[PROBLEM TO WORK ON]:
Please retype the lines of the listing below, starting at the line that has "If any red logo" and stopping after the line that has "[121,183,133,517]". Reproduce each line with no changes.

[ENTRIES SHOWN]:

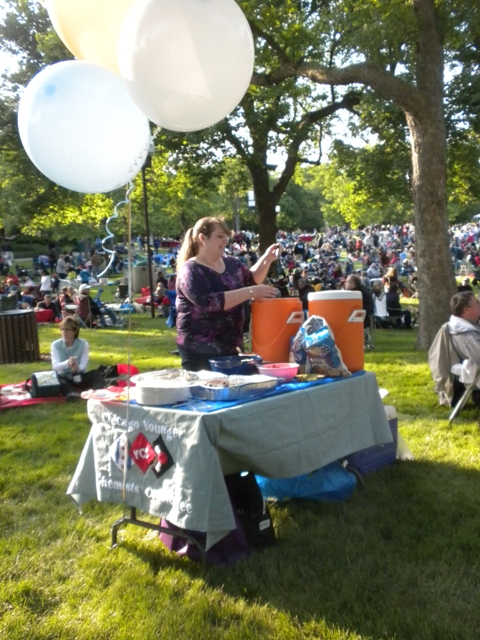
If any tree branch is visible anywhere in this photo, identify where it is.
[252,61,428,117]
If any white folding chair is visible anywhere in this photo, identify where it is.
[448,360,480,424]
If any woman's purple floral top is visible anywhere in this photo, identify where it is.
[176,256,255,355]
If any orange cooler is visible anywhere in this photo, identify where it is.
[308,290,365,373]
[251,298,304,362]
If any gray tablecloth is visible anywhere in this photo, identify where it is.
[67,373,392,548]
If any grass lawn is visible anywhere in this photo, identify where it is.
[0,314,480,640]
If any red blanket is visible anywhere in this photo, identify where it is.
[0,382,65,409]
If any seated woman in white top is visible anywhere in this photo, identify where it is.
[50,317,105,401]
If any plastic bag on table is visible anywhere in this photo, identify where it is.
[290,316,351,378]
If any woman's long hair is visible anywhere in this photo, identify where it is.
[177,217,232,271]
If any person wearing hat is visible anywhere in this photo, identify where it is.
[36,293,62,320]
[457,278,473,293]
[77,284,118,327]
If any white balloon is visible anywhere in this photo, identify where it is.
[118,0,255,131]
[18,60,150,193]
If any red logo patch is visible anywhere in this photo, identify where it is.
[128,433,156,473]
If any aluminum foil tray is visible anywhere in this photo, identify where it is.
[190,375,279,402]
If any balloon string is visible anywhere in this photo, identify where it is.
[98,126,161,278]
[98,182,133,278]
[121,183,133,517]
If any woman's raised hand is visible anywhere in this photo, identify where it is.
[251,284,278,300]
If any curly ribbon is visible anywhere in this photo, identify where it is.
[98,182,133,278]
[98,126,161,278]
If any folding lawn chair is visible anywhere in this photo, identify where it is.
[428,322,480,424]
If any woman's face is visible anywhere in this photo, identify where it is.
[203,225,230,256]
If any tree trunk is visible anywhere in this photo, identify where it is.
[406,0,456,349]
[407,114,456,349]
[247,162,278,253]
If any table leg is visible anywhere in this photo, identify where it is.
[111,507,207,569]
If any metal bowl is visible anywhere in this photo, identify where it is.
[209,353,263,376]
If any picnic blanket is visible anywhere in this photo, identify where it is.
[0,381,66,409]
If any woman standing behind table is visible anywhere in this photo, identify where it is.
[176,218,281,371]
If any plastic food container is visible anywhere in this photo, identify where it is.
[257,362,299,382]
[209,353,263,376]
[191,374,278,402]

* * *

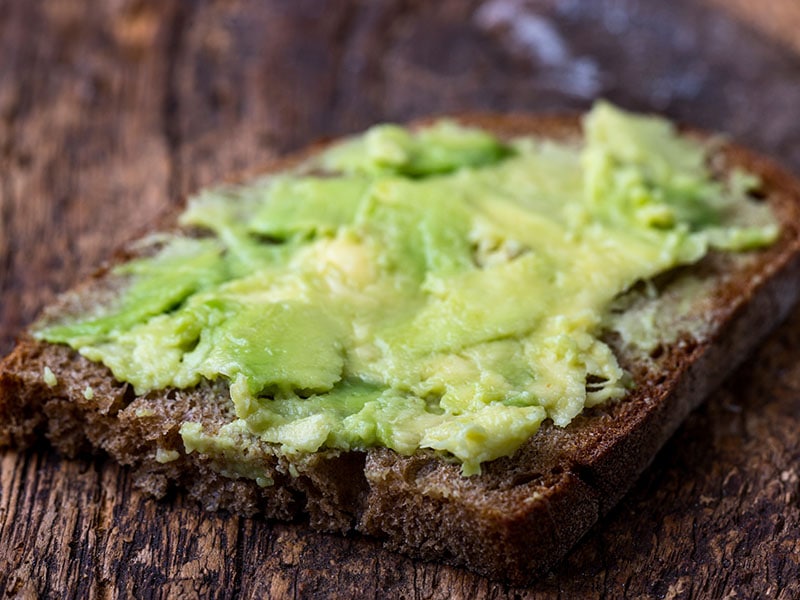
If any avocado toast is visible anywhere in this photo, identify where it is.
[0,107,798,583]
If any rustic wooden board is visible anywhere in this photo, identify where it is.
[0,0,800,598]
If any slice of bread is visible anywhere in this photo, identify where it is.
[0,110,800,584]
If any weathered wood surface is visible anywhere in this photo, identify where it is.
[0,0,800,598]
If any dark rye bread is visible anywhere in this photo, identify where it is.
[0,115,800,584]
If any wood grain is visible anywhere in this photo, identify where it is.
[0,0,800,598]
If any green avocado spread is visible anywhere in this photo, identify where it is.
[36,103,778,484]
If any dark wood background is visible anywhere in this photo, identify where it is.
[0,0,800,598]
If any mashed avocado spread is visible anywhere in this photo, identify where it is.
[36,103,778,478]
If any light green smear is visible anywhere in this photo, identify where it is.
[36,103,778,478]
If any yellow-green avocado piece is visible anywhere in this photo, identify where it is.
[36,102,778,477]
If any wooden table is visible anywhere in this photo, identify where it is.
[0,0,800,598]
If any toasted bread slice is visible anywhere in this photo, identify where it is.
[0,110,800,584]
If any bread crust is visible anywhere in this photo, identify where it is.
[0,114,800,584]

[CORRECT ANSWER]:
If any red logo patch is visible anywhere in this photo, identify where it is.
[128,433,156,473]
If any aluminum foil tray is visible anywhere in this photo, identify where it is.
[190,375,279,402]
If any balloon string is visible anywhere in this photo, identify where it is.
[98,126,161,278]
[98,182,133,278]
[121,183,133,517]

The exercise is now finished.